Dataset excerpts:
■ ■ ■ ■
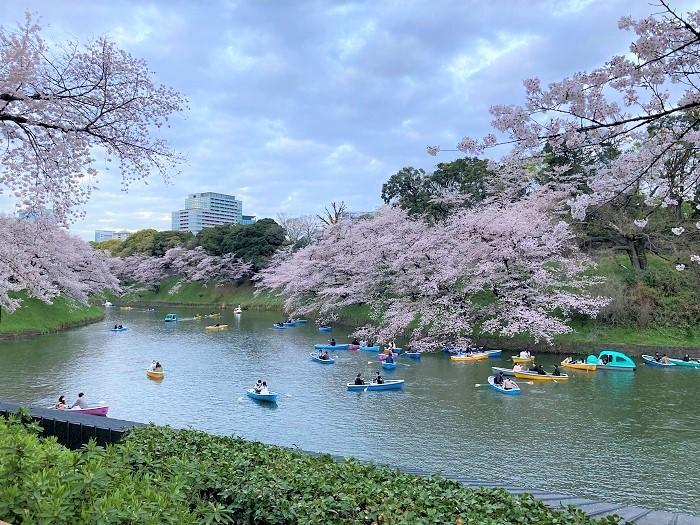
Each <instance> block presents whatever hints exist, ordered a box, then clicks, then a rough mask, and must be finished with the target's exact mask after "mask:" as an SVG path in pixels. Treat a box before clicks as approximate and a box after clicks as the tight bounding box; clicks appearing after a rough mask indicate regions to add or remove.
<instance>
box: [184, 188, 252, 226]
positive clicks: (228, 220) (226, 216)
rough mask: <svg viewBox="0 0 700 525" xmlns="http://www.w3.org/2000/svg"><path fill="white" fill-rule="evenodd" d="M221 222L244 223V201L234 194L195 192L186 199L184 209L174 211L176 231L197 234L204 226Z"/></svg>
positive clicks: (226, 222)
■ ■ ■ ■
_What to produce_
Write out each line above containing "path".

_Answer to the problem_
Each <instance> block presents whatever hints exist, ordered a box, then clicks, then a rough mask, and must be finished with the target's exact mask after "mask:" as an SVG path in pixels. Treat a box before clicks as approximate and a box after clicks as the tight bounding box; clicks appearing after a rough mask indicate regions to add or remove.
rough mask: <svg viewBox="0 0 700 525" xmlns="http://www.w3.org/2000/svg"><path fill="white" fill-rule="evenodd" d="M221 222L244 223V201L234 194L195 192L186 199L184 209L174 211L176 231L197 234L204 226Z"/></svg>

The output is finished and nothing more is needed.